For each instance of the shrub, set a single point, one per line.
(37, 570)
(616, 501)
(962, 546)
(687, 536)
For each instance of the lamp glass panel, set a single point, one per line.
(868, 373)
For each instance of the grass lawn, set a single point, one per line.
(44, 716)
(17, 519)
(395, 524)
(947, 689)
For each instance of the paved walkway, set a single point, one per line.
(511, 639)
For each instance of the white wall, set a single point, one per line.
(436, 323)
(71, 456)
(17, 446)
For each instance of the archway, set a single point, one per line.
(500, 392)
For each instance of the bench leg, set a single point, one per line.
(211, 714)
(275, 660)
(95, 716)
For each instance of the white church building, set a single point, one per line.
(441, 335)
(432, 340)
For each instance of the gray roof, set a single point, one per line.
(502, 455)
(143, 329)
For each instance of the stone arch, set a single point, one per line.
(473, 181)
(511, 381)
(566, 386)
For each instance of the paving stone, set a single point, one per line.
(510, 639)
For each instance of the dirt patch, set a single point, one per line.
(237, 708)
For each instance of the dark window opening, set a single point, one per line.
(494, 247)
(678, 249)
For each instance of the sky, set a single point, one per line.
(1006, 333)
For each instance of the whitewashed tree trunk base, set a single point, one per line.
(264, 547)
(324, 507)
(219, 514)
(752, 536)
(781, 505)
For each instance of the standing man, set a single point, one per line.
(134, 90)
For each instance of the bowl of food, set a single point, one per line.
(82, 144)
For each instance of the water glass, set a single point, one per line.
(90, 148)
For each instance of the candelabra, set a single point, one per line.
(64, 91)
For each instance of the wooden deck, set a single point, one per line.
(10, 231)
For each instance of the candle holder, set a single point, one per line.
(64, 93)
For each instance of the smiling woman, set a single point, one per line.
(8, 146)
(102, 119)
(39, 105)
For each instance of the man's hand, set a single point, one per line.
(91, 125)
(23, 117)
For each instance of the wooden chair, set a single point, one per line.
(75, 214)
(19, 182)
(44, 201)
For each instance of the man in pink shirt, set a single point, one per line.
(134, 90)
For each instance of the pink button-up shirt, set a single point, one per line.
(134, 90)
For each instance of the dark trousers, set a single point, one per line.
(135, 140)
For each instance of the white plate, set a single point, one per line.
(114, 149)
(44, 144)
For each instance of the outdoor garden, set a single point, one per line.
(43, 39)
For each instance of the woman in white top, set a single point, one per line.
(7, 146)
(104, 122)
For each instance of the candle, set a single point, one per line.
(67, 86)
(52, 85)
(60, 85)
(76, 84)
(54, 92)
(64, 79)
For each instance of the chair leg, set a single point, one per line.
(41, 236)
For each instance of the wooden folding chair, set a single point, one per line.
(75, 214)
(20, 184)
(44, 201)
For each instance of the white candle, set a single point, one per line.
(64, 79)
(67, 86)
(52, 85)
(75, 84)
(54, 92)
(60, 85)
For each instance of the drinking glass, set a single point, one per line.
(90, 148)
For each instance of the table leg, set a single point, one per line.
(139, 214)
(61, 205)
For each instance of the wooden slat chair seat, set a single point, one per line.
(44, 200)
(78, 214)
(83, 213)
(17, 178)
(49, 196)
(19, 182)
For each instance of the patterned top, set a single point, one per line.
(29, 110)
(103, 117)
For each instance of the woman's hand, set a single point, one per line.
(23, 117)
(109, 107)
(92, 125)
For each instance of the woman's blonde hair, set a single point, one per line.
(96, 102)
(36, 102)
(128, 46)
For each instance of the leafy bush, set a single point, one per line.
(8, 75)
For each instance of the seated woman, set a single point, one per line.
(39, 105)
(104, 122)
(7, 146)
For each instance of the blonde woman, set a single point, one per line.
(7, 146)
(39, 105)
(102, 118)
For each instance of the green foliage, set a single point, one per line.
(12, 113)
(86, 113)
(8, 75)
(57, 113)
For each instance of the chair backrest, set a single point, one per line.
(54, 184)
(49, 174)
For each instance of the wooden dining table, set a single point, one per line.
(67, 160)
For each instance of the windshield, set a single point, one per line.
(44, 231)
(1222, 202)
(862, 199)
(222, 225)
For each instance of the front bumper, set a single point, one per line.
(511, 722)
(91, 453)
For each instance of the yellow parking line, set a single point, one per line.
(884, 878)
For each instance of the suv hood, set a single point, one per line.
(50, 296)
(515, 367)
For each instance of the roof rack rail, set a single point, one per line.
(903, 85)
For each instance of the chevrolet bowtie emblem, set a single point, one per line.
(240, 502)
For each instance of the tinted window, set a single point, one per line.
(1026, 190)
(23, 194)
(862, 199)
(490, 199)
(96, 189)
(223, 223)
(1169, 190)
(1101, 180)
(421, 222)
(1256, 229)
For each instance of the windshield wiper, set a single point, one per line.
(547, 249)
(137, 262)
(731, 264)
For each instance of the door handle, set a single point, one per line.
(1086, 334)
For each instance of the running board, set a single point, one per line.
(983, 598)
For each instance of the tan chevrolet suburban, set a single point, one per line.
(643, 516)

******************************

# PROBLEM DETAILS
Transcribe every line of the records exactly, please.

# THE ANSWER
For each instance of the shrub, set a single point, one per line.
(37, 570)
(616, 501)
(962, 546)
(687, 536)
For each instance of the lamp glass panel, set a single point, one per line.
(868, 373)
For each instance of the grass lawn, set a single point, one per line.
(44, 716)
(17, 519)
(395, 524)
(947, 689)
For each instance of the paved walkway, set a single point, one per line.
(511, 639)
For each instance of the white wall, set a single point, one per line.
(436, 323)
(71, 456)
(17, 446)
For each instance of the archway, set a single point, one per line.
(500, 392)
For each instance of the bench leg, set a single point, one per line.
(211, 714)
(275, 660)
(95, 716)
For each instance of the white church building, set a single point, one per line.
(441, 335)
(432, 340)
For each instance of the gray roof, set a single point, one per line.
(502, 455)
(143, 329)
For each instance of the stone arch, set a single point, one per line.
(473, 181)
(511, 381)
(566, 386)
For each instance of the paving stone, set a single point, one per line.
(510, 639)
For each instance of the dirt patch, set a single point, one per line.
(237, 708)
For each instance of the dark window opening, set a single point, one per line.
(494, 247)
(678, 249)
For each instance of the sky, set a single point, one per line.
(1006, 333)
For each instance of the whitewashed tree trunk base, set a single point, one per line.
(264, 547)
(324, 507)
(219, 514)
(752, 536)
(781, 505)
For each instance of the standing man, set a single point, one per line.
(134, 90)
For each instance of the bowl of food, set a single point, one per line.
(82, 144)
For each instance of the water glass, set a single point, one per line.
(90, 148)
For each instance of the candelabra, set a single point, one per line.
(64, 91)
For each instance of the wooden deck, set a single point, one per line.
(10, 231)
For each instance of the candle holder, set a single point, one per line.
(64, 93)
For each instance of the smiling woman, set a single point, one per line.
(8, 146)
(102, 119)
(39, 105)
For each instance of the man's hand, set a single point, one per line.
(91, 125)
(23, 117)
For each instance of the wooden chair, set a single point, one per line.
(75, 214)
(19, 182)
(44, 201)
For each instance of the man in pink shirt, set a single point, one per line.
(134, 90)
For each instance of the pink button-up shirt, set a single point, one per line.
(134, 90)
For each instance of the dark trousers, set a single point, one per line.
(135, 140)
For each instance of the white plate, set a single point, one per line.
(114, 149)
(44, 144)
For each instance of the outdoor garden, set a single point, one per line.
(43, 39)
For each instance of the woman in white top, set a single point, one per line.
(7, 146)
(104, 122)
For each instance of the candle, set a single point, one per line.
(67, 86)
(52, 85)
(60, 85)
(76, 84)
(54, 92)
(64, 79)
For each instance of the chair leg, set a single point, one per line.
(41, 236)
For each instance of the wooden folding chair, set a single point, one per line.
(75, 214)
(20, 184)
(44, 201)
For each instance of the white candle, set a single point, one per line.
(64, 79)
(67, 86)
(52, 85)
(75, 84)
(54, 92)
(60, 85)
For each instance of the drinking glass, set a single point, one per line.
(90, 148)
For each instance of the table leg, set a single point, one per line.
(139, 214)
(61, 205)
For each instance of the wooden slat chair seat, set a single point, one per line.
(44, 200)
(78, 214)
(83, 213)
(17, 178)
(49, 196)
(19, 182)
For each instance of the patterned top, set a single point, one per line.
(29, 110)
(103, 117)
For each instance of the woman's hand, set a single point, one per line.
(23, 117)
(109, 107)
(92, 125)
For each instance of the woman's blonde hair, set a single point, one per line.
(96, 102)
(36, 102)
(128, 46)
For each instance of the leafy bush, set a single point, one per line.
(8, 75)
For each instance of the seated woman, set a single point, one per line.
(39, 105)
(104, 122)
(7, 146)
For each instance of the blonde woman, set a single point, one per line.
(7, 146)
(39, 105)
(102, 118)
For each instance of the green foliage, set a single point, one per line.
(12, 113)
(86, 113)
(8, 75)
(57, 113)
For each instance of the chair backrest, set a single point, one per line.
(54, 184)
(49, 174)
For each instance of the wooden dining table, set a single point, one per line.
(67, 160)
For each instance of the windshield, set a single point, one per line.
(44, 231)
(1222, 202)
(862, 199)
(222, 225)
For each instance of the front bumper, set a single point, one per line.
(511, 722)
(91, 453)
For each instance of the yellow parking line, set a single point, one per line.
(884, 878)
For each instance of the suv hood, set a single point, one per line.
(50, 296)
(515, 367)
For each instance of the roof rack rail, set a single point, one per line.
(903, 85)
For each instance of the chevrolet bowtie emblem, set a single point, one per line.
(240, 502)
For each instance of the tinted window, set a single point, one per line.
(1026, 190)
(23, 194)
(862, 199)
(490, 199)
(96, 189)
(223, 223)
(1169, 190)
(1101, 180)
(421, 222)
(1256, 229)
For each instance of the windshield wiper, set a single point, one per line.
(547, 249)
(137, 262)
(731, 264)
For each instance of the door handle, set a single point, one per line.
(1086, 334)
For each instance of the running board, set a single point, one per line.
(983, 598)
For each instance of the tan chevrolet suburban, set a single point, one per line.
(643, 516)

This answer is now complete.